### Part of a data file

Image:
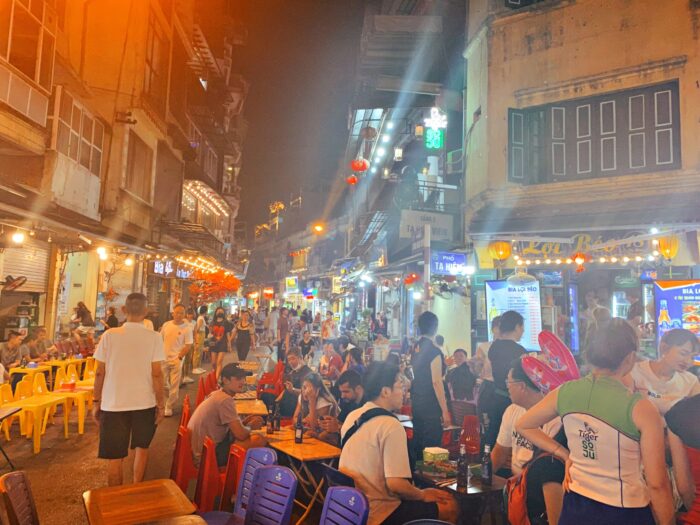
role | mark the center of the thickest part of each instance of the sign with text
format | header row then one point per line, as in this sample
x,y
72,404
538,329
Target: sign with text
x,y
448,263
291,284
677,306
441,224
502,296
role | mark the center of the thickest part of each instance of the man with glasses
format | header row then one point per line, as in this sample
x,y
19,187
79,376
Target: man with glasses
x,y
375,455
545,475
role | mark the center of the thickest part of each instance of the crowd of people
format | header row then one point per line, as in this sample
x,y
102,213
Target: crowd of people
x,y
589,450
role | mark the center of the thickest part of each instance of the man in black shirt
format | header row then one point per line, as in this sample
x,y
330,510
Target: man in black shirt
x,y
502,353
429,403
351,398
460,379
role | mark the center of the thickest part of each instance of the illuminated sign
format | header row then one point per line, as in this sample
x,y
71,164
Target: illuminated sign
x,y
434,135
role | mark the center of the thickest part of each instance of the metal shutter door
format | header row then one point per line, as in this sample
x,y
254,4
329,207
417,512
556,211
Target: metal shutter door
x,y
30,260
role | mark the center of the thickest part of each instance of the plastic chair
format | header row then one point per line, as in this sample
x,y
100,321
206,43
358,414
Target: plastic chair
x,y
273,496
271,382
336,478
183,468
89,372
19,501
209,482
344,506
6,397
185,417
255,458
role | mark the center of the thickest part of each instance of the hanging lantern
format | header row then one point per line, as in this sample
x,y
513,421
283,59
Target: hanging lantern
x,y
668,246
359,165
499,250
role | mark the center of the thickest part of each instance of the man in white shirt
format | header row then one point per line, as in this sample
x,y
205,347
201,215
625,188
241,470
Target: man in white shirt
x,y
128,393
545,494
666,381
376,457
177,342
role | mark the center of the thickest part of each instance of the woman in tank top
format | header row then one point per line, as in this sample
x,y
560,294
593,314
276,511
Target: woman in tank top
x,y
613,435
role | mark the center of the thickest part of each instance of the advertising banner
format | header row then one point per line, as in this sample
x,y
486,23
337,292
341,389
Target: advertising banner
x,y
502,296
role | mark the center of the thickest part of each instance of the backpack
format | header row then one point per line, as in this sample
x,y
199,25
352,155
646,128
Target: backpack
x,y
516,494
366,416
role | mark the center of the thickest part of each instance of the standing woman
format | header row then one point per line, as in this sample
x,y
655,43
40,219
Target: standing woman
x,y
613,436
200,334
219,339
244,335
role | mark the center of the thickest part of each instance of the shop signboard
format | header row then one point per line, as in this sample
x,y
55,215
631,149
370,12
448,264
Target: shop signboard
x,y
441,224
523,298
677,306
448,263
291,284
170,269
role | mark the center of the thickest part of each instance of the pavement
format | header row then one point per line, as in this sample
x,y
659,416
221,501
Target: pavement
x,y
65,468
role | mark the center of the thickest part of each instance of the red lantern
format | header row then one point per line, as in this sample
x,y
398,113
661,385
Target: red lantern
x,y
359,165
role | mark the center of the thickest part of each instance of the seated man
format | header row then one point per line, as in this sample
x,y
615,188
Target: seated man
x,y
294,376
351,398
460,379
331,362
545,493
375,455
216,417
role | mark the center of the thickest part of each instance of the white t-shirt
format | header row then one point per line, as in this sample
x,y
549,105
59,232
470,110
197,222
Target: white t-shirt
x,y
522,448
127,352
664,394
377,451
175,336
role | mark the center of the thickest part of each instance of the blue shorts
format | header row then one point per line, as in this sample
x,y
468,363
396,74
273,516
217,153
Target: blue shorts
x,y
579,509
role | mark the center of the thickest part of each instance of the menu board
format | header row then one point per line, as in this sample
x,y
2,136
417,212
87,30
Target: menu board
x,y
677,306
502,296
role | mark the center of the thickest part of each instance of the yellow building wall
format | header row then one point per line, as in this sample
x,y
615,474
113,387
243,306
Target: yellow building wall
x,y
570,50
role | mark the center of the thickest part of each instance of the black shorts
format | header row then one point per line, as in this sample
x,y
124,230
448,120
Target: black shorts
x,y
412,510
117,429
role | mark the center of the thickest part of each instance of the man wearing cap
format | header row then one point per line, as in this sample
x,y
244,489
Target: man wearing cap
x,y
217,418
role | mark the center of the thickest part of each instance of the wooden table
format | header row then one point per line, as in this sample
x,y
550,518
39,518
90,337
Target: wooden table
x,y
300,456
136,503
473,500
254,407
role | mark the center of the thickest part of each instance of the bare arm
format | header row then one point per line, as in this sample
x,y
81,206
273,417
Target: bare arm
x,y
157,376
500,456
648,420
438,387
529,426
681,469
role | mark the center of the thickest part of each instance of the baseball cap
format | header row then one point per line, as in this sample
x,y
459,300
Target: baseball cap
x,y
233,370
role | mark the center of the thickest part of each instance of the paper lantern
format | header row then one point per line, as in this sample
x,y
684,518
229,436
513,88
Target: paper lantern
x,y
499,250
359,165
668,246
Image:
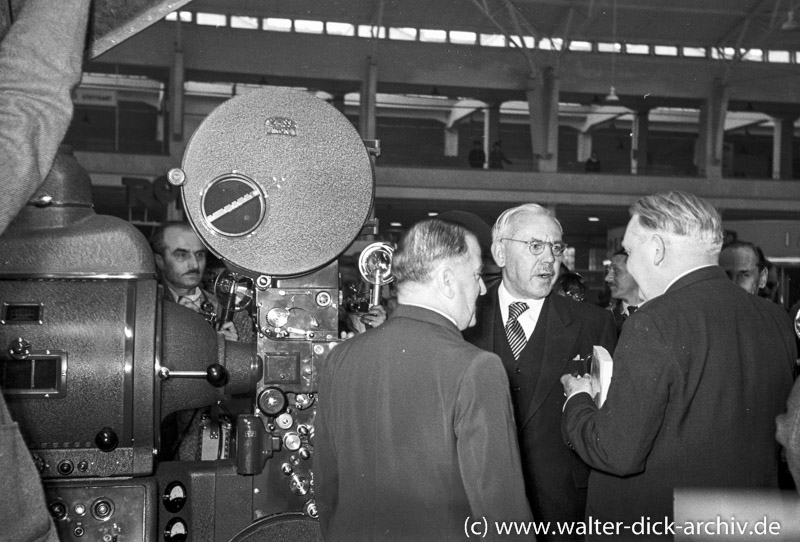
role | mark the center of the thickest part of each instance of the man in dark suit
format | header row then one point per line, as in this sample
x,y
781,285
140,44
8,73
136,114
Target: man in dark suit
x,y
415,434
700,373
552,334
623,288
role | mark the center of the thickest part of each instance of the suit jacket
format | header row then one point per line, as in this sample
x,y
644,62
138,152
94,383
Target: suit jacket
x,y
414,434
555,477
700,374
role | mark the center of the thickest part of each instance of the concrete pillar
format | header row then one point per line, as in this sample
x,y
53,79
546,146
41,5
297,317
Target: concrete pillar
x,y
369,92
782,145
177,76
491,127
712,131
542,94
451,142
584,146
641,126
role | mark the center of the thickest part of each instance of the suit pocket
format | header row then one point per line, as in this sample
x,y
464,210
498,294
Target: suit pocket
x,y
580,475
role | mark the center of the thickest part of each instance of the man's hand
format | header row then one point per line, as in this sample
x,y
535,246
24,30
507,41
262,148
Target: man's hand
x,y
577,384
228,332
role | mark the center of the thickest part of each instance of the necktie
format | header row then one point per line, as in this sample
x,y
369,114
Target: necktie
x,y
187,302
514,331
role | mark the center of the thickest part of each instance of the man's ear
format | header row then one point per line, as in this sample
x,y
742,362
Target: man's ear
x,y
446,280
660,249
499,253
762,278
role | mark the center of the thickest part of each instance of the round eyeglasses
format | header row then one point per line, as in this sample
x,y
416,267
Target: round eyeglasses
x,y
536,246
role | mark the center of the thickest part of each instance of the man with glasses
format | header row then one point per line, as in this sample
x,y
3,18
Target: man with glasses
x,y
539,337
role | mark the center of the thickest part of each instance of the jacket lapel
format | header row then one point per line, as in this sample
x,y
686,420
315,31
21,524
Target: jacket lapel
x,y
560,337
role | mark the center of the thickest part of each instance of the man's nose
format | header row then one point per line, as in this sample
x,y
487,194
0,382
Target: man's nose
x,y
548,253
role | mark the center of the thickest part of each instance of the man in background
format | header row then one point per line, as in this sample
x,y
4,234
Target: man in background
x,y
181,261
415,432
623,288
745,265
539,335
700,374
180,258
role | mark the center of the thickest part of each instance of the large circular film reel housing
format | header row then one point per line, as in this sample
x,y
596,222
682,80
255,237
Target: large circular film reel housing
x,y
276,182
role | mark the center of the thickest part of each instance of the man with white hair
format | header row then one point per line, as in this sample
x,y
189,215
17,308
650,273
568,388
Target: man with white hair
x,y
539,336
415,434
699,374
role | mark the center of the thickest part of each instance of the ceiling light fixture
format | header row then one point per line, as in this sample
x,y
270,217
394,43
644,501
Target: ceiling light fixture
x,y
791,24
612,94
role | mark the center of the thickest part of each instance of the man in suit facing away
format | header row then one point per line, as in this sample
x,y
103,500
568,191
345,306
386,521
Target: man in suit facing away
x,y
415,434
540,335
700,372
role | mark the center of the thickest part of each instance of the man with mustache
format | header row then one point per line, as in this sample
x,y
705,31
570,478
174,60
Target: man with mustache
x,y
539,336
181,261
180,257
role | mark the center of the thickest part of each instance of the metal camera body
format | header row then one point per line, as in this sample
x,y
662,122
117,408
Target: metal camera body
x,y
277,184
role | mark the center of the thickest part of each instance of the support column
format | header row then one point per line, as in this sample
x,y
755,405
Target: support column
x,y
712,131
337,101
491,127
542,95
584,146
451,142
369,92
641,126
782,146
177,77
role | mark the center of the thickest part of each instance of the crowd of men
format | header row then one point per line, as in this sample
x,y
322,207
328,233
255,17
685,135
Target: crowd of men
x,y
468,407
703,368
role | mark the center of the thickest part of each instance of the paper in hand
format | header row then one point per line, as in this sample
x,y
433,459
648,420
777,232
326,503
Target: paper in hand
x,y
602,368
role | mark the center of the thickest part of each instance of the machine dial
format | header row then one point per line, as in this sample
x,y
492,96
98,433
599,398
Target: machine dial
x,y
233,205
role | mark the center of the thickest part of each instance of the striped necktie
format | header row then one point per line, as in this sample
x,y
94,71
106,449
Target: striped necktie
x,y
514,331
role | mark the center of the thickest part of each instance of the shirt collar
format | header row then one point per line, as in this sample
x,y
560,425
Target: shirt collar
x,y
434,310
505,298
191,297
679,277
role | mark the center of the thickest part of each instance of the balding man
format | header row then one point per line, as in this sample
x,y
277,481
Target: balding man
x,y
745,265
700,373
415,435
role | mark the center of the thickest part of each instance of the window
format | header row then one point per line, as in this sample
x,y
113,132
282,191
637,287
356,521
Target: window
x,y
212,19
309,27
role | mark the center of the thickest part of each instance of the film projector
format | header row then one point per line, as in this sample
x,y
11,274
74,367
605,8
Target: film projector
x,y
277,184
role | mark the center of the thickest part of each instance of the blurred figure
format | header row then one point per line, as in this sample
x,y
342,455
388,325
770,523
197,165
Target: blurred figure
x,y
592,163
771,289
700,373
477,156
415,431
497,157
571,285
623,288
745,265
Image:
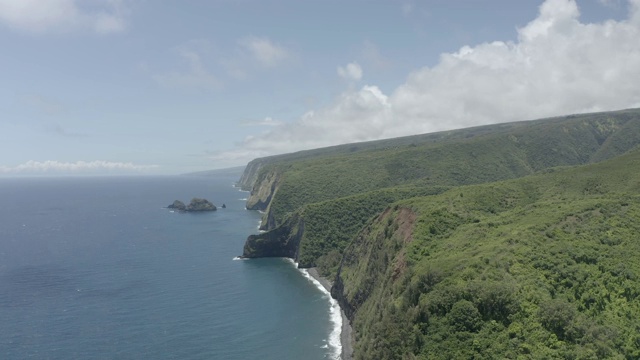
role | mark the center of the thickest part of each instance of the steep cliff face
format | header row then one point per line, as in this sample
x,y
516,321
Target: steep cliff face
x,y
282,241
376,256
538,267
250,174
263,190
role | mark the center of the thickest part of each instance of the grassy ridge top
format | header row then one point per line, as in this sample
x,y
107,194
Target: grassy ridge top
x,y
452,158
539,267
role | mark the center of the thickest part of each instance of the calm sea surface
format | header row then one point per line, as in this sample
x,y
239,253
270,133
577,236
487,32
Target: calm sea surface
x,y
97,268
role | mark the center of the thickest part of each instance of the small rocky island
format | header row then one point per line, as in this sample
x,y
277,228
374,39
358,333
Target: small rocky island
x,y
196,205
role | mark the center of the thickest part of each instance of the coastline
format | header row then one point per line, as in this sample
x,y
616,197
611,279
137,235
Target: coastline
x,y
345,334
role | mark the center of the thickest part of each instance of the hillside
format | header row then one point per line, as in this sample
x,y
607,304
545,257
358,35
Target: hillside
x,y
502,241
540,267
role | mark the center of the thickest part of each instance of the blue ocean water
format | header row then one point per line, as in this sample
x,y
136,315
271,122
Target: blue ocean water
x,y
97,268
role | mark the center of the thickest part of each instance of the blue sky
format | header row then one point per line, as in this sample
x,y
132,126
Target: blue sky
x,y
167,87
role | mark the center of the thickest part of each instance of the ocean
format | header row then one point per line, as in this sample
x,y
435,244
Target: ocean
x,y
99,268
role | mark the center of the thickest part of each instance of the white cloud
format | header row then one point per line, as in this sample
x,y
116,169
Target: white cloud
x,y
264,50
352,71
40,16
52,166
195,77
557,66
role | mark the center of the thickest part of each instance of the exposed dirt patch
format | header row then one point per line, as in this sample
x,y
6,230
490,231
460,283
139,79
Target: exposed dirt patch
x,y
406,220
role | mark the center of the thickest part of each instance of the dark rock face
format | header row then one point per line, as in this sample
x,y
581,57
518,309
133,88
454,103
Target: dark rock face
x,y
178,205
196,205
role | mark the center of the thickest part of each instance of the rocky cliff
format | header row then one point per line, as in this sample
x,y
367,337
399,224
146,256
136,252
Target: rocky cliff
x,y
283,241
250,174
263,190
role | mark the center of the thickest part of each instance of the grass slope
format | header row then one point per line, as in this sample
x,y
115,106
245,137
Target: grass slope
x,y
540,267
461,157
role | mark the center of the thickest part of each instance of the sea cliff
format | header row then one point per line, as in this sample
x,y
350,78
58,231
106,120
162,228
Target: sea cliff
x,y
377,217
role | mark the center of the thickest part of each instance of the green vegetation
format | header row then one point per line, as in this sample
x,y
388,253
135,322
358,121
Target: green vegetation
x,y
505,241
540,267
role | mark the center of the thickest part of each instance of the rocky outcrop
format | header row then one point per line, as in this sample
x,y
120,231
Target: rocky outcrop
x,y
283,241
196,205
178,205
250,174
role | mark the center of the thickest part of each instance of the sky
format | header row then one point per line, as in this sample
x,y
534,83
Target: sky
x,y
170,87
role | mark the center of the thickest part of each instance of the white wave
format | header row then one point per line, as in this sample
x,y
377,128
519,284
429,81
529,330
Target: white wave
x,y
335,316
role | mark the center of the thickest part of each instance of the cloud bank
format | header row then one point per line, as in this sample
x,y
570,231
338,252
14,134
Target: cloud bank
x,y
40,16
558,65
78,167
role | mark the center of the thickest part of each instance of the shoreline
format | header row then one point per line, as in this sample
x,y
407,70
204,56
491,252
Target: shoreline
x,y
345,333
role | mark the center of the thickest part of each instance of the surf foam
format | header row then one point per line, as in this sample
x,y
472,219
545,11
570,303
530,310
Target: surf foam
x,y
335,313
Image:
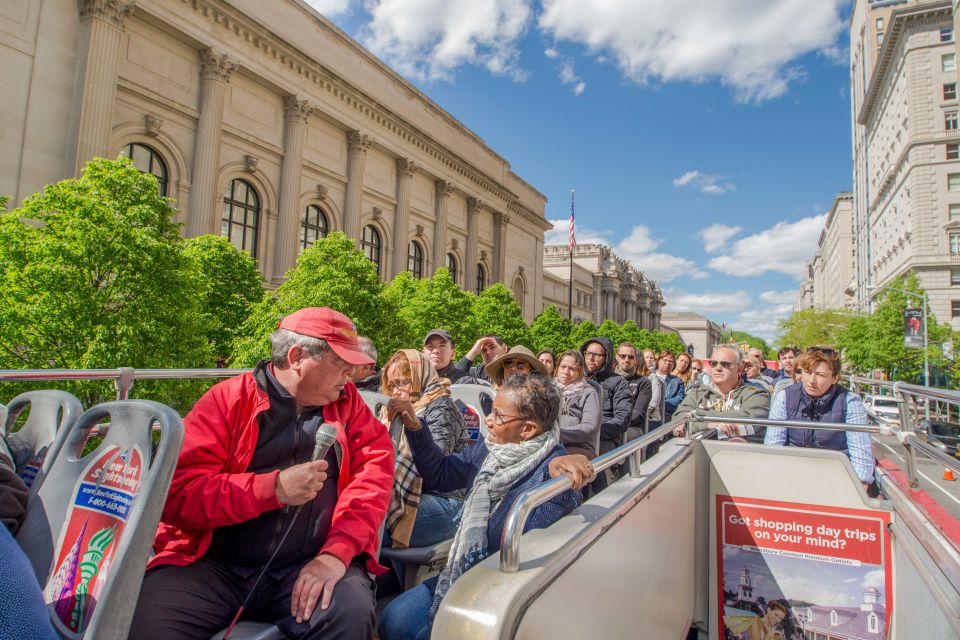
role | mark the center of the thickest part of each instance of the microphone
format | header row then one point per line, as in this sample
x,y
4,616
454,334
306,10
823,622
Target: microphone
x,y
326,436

### TO DO
Beginning with the line containing "the green vegetation" and ending with the last line of the material, output each line exactly; do not include pictures.

### SOLUTION
role | mark the center of the thickest part of each instance of the green vegetation
format | header row then one point per line, as in this sample
x,y
388,253
135,322
358,121
Target: green vegetation
x,y
505,241
540,267
role | mark the center of the thickest part of each instance of the rocky outcrop
format | header row then one point per line, as in this sample
x,y
120,231
Target: rocky outcrop
x,y
283,241
196,205
178,205
250,174
role | mark the center of the thickest part of each instance of the sky
format | header row then one point per line, as in this sample
x,y
534,83
Target: sky
x,y
170,87
role | mark the center of the thickest part of each instance of the white wave
format | header row then one point per line, as in this sample
x,y
377,128
519,284
429,81
529,330
Target: white wave
x,y
335,316
role | mark the center of the thickest part of each instance of the cloud bank
format | header row then one point per line, as in this sample
x,y
570,231
338,252
14,134
Target: cloud bank
x,y
40,16
558,65
78,167
role | mark the center of the thickest part of each instance of the shoreline
format | header row then one point per line, as in this sample
x,y
407,70
204,56
491,252
Target: shoreline
x,y
345,333
role | mark the center of the thickest part of each instance of the surf foam
format | header row then one point per line, as in this sample
x,y
472,219
545,11
570,303
530,310
Target: surf foam
x,y
335,313
Image:
role | mark the center of the thickest part of each instance of the microphone
format | header row then one point per line, as in this sample
x,y
4,616
454,334
306,10
823,622
Target: microphone
x,y
326,436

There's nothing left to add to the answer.